# Task objective:
Please copy every item below word for word, leaving out the pictures.

# Material for this task:
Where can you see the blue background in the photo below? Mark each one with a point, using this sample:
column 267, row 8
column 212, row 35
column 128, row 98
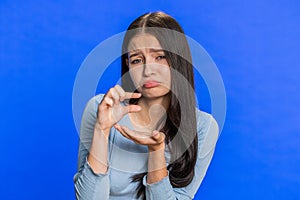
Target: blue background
column 255, row 45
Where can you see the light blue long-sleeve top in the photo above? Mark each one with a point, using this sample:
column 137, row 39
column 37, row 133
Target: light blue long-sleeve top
column 126, row 158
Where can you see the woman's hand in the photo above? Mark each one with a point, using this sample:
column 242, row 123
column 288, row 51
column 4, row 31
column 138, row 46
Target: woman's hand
column 110, row 111
column 155, row 140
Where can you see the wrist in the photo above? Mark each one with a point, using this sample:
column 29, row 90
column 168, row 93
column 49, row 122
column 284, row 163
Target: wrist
column 156, row 147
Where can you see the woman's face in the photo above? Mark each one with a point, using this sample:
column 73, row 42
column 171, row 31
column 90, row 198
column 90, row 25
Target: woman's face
column 148, row 66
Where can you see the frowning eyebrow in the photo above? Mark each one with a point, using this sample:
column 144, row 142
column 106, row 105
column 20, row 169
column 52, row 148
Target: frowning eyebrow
column 138, row 52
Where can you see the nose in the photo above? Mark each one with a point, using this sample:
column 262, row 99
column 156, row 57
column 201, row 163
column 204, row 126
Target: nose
column 148, row 68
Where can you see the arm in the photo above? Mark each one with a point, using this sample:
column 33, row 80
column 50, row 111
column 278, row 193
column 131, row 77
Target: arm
column 101, row 113
column 86, row 180
column 163, row 189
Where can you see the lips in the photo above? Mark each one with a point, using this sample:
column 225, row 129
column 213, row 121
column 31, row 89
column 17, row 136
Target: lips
column 151, row 84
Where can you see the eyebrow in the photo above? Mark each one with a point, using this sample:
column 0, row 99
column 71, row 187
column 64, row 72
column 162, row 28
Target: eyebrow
column 139, row 52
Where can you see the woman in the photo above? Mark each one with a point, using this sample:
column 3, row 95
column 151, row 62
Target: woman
column 146, row 139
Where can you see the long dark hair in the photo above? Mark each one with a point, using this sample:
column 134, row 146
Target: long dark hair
column 180, row 126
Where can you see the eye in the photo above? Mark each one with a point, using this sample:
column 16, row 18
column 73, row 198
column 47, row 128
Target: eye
column 136, row 61
column 161, row 57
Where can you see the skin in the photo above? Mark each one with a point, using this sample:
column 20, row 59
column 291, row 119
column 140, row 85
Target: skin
column 151, row 74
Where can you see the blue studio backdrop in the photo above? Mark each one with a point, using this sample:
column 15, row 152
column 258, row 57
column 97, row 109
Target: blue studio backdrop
column 255, row 45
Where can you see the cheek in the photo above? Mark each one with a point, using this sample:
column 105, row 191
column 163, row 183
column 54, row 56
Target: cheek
column 166, row 74
column 136, row 74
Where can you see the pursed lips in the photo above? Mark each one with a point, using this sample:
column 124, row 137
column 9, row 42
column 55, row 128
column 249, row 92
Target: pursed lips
column 151, row 83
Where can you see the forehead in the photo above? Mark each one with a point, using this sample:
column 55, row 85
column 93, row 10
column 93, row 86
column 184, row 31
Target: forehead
column 143, row 41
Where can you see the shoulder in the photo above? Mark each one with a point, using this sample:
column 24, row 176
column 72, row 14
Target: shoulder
column 207, row 130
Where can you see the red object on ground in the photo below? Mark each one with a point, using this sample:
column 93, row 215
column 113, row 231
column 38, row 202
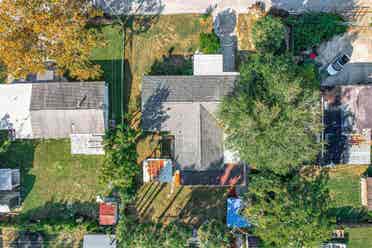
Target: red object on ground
column 108, row 213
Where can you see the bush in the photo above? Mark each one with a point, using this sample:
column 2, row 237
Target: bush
column 310, row 29
column 209, row 43
column 268, row 34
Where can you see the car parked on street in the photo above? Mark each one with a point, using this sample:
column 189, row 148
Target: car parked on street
column 338, row 64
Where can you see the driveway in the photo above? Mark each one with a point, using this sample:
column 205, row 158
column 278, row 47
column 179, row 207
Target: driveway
column 359, row 47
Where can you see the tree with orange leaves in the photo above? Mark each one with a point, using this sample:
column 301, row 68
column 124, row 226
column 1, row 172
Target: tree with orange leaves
column 34, row 31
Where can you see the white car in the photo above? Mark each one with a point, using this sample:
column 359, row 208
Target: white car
column 338, row 64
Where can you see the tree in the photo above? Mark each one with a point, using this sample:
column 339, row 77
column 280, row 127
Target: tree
column 214, row 234
column 209, row 43
column 33, row 31
column 268, row 34
column 273, row 116
column 120, row 168
column 289, row 211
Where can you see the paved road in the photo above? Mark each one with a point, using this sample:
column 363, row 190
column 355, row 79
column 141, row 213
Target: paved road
column 166, row 7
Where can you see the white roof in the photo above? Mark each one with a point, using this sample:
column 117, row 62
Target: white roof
column 15, row 109
column 208, row 64
column 99, row 241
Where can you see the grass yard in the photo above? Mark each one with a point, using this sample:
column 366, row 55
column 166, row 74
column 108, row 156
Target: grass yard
column 190, row 205
column 51, row 175
column 359, row 237
column 175, row 35
column 344, row 186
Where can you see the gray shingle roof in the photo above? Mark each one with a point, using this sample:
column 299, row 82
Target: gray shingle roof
column 67, row 95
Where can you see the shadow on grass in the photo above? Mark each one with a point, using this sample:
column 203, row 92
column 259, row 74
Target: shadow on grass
column 204, row 203
column 119, row 85
column 20, row 154
column 348, row 214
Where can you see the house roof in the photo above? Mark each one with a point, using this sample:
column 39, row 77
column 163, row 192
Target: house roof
column 186, row 106
column 108, row 213
column 67, row 95
column 99, row 241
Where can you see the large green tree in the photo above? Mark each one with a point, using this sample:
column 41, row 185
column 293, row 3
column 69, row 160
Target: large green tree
column 273, row 116
column 289, row 211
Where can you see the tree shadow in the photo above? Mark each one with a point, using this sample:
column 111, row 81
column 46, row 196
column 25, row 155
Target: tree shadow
column 119, row 85
column 53, row 212
column 172, row 64
column 204, row 203
column 20, row 154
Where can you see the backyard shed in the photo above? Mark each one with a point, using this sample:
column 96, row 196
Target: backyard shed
column 234, row 219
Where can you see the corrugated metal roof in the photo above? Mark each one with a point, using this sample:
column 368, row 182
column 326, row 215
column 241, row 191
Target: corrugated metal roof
column 186, row 88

# Task solution:
Where can you see the blue background in the photo below? Mark each one with a point, using this sample:
column 267, row 8
column 212, row 35
column 128, row 98
Target: blue background
column 255, row 45
Where can you see the light blue long-sleeve top in the photo above? Mark each one with a point, using this sample:
column 137, row 39
column 37, row 133
Target: light blue long-sleeve top
column 126, row 158
Where can you see the woman's hand in the photo above? Mark each one with a point, using this sample:
column 242, row 123
column 288, row 51
column 4, row 31
column 138, row 46
Target: woman's hand
column 110, row 111
column 155, row 140
Where can you see the wrist in the photo above? Mark each one with a point, using this sample:
column 29, row 90
column 168, row 93
column 49, row 122
column 284, row 163
Target: wrist
column 156, row 147
Where can you see the woman's face in the photo above? Mark each one with a point, using this sample:
column 73, row 42
column 171, row 31
column 90, row 198
column 90, row 25
Target: woman's face
column 148, row 66
Where can you see the frowning eyebrow in the photo above? Mark each one with a point, using this sample:
column 144, row 142
column 106, row 105
column 20, row 169
column 52, row 148
Target: frowning eyebrow
column 138, row 52
Where can you see the nose in the photo above? Mark each one with a point, using this sample:
column 262, row 99
column 156, row 57
column 201, row 163
column 204, row 126
Target: nose
column 148, row 68
Where can you see the arm in the photo above? Mark each one with a point, using this sample:
column 33, row 80
column 50, row 111
column 278, row 193
column 131, row 77
Target: arm
column 101, row 113
column 86, row 180
column 163, row 189
Where can you see the lips in the photo above? Mark each one with a point, using this sample:
column 225, row 129
column 213, row 121
column 31, row 89
column 17, row 136
Target: lips
column 151, row 84
Where can you see the eyebrow in the photo above? Mark each one with a point, using this sample:
column 0, row 99
column 71, row 187
column 64, row 72
column 162, row 28
Target: eyebrow
column 139, row 52
Where can you see the woman in the photo above? Mark each one with a point, using this sample:
column 3, row 95
column 151, row 62
Target: woman
column 146, row 139
Where can you see the long dark hair in the photo above? Mark each one with a point, using this sample:
column 134, row 146
Target: long dark hair
column 180, row 126
Where can you see the eye in the photo above? Mark each one with a point, using this sample:
column 16, row 18
column 73, row 198
column 47, row 128
Target: eye
column 136, row 61
column 161, row 57
Where can you see the skin in the photo above? Mark each one with a point, using this sample:
column 20, row 59
column 291, row 119
column 140, row 85
Target: skin
column 151, row 74
Where can you see the blue studio backdrop in the photo above? Mark each one with a point, using this sample:
column 15, row 152
column 258, row 57
column 97, row 109
Target: blue studio backdrop
column 255, row 45
Where can you see the cheek in the photo above? Mark each one with a point, using this sample:
column 105, row 191
column 163, row 183
column 54, row 56
Target: cheek
column 166, row 74
column 136, row 74
Where can you see the pursed lips in the photo above? Mark each one with a point, using this sample:
column 124, row 137
column 9, row 42
column 55, row 128
column 249, row 92
Target: pursed lips
column 151, row 83
Where can you see the forehead in the photo above? Mark each one with a point, using this sample:
column 55, row 85
column 93, row 10
column 93, row 86
column 184, row 31
Target: forehead
column 143, row 41
Where can you see the shoulder in the photo above? Mark each one with a point, using this sample:
column 24, row 176
column 72, row 14
Target: shoulder
column 207, row 130
Where can you see the red object on ground in the photo below? Mark each one with a point, using this sample:
column 93, row 215
column 113, row 231
column 38, row 202
Target: red object on ground
column 108, row 213
Where can you see the bush in the photo above? Mark each one with a point, using this sample:
column 2, row 237
Target: bush
column 310, row 29
column 209, row 43
column 268, row 34
Where can you see the car parked on street in the photo above? Mark each one with a point, using this sample:
column 189, row 148
Target: car parked on street
column 338, row 64
Where can you see the driveway in the photo above? Mark each one with a point, using this sample:
column 205, row 158
column 278, row 47
column 179, row 207
Target: driveway
column 359, row 47
Where can you see the tree with orange leaves in the photo above? Mark each one with a point, using this sample:
column 301, row 68
column 124, row 226
column 1, row 172
Target: tree with orange leaves
column 34, row 31
Where can you see the white car in the photo above? Mark each one with a point, using this sample:
column 359, row 208
Target: white car
column 338, row 64
Where can you see the tree in the photo above? Mark each one with a point, using this sample:
column 339, row 77
column 280, row 127
Target: tree
column 214, row 234
column 209, row 43
column 33, row 31
column 268, row 34
column 273, row 116
column 120, row 168
column 289, row 211
Where can you see the paved road in the photo above? Mark each one with a point, using this sample:
column 363, row 190
column 355, row 79
column 141, row 213
Target: paved road
column 166, row 7
Where can you see the white roof in the photo above? Mark each one with a point, using this sample:
column 117, row 62
Target: white roof
column 15, row 109
column 208, row 64
column 99, row 241
Where can you see the grass yard in the photo above? Mark each one with a point, using this sample:
column 366, row 55
column 166, row 74
column 108, row 156
Target: grass yard
column 190, row 205
column 51, row 175
column 359, row 237
column 175, row 35
column 344, row 186
Where can you see the gray shingle roof in the photo above? Mark each one with a point, using this sample:
column 299, row 82
Target: gray shingle roof
column 67, row 95
Where can you see the shadow on grass in the photo above? Mark each one with a point, using this sample:
column 203, row 92
column 259, row 74
Target: shadow on grass
column 204, row 203
column 119, row 85
column 20, row 154
column 348, row 214
Where can you see the house roof in the photo above? Mark each one with a point, using this sample:
column 39, row 77
column 163, row 192
Target: house roof
column 186, row 106
column 108, row 213
column 67, row 95
column 99, row 241
Where can you see the large green tree in the photo above? Mark each one with a point, using this sample:
column 41, row 185
column 293, row 3
column 69, row 160
Target: large green tree
column 273, row 116
column 289, row 211
Where can you see the tree shadow in the photo above? Mark each one with a point, using this sample:
column 111, row 81
column 46, row 196
column 25, row 155
Target: tree shadow
column 119, row 85
column 53, row 212
column 172, row 64
column 204, row 203
column 20, row 154
Where can you see the backyard shed in the photo above? Mark each one with a point, using this sample:
column 96, row 196
Target: backyard shed
column 234, row 219
Where can you see the corrugated metal roof in the photo above? Mark each one with a point, using this sample:
column 368, row 182
column 326, row 215
column 241, row 191
Target: corrugated metal roof
column 186, row 88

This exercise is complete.